Dati di origine:
========================================

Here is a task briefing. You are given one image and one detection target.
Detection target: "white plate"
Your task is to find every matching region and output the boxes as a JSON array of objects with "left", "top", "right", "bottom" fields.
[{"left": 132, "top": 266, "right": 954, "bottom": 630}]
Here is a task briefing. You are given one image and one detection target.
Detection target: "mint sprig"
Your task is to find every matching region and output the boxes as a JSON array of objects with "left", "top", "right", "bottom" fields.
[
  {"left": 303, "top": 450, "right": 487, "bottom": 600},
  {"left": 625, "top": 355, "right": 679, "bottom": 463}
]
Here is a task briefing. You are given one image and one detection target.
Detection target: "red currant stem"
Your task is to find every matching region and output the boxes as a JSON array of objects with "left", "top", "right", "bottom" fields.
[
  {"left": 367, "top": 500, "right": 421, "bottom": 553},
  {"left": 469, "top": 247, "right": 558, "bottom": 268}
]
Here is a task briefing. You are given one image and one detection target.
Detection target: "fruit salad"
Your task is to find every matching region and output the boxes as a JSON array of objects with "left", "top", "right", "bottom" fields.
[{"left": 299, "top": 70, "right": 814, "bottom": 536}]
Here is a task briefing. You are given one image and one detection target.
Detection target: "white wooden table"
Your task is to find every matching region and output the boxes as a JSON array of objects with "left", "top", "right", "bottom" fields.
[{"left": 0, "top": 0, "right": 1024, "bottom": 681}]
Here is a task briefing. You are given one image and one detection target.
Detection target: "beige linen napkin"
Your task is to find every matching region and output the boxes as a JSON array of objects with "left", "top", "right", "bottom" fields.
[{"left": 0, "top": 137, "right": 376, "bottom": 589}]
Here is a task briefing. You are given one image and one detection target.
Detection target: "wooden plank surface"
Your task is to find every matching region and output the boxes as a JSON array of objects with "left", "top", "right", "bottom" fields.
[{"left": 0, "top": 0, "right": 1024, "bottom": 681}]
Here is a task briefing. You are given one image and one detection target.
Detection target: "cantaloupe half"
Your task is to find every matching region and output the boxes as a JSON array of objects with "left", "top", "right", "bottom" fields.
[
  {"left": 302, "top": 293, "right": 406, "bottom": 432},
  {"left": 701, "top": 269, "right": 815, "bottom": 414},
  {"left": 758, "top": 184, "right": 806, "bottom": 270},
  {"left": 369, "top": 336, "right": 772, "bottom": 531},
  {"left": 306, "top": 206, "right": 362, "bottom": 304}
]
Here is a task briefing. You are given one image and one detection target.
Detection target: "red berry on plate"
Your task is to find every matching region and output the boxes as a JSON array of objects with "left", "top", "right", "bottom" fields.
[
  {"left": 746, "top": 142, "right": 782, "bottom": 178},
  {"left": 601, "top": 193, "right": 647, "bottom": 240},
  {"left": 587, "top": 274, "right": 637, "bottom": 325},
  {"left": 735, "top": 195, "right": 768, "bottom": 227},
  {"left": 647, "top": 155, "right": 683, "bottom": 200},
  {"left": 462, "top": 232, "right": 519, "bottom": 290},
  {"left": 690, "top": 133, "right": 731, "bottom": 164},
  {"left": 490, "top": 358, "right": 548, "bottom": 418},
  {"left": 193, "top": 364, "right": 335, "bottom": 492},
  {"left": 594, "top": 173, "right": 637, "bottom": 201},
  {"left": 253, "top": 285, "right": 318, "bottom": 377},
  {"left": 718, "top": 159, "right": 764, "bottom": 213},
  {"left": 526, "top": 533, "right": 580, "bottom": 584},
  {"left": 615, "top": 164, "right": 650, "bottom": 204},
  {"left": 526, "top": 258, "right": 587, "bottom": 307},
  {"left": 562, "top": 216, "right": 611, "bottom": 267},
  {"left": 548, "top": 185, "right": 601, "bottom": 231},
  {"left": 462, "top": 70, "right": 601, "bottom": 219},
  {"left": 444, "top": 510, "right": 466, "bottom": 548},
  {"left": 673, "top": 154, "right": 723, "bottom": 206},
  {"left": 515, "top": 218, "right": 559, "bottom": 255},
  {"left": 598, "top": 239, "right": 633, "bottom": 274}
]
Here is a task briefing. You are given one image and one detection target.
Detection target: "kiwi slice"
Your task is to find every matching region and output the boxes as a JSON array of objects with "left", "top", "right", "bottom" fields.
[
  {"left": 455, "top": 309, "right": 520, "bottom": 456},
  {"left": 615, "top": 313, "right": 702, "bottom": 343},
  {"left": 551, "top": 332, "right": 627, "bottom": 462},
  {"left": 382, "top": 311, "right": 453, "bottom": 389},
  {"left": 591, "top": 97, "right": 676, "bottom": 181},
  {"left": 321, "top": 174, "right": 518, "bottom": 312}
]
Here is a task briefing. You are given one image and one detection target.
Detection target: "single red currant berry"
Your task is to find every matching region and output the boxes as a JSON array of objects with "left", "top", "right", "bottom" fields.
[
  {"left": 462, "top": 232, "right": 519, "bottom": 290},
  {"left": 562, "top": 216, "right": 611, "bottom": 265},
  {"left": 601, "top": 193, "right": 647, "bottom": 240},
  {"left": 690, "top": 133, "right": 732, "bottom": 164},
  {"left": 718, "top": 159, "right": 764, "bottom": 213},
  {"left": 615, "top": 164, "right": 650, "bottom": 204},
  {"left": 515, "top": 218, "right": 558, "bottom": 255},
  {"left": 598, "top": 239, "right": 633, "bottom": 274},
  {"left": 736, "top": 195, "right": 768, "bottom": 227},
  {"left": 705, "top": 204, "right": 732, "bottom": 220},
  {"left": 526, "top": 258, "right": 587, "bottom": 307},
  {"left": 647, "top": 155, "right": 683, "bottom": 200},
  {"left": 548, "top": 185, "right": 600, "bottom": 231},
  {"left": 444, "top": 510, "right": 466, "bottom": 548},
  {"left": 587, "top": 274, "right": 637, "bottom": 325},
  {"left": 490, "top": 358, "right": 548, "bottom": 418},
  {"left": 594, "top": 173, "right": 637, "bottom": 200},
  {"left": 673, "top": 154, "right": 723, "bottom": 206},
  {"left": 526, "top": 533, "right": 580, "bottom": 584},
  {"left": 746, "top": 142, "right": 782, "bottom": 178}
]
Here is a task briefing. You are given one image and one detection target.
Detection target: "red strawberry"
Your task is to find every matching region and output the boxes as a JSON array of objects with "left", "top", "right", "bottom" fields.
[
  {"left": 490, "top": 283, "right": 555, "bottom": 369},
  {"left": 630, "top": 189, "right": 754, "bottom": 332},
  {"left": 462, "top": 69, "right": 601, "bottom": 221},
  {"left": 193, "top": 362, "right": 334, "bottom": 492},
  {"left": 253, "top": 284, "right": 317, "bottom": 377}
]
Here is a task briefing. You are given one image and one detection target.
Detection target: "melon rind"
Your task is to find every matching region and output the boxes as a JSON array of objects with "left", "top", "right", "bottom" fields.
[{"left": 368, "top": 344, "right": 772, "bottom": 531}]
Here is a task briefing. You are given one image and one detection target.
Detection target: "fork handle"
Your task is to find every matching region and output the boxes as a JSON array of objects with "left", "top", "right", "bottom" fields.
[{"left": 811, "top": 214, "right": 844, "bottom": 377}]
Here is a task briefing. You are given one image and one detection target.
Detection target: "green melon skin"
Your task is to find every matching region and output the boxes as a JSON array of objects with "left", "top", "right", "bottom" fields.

========================================

--- Compito ---
Estrai dai dati riportati sopra ogni riga che contiene la stringa "wooden".

--- Risposta ---
Detection target: "white wooden table"
Detection target: "wooden plank surface"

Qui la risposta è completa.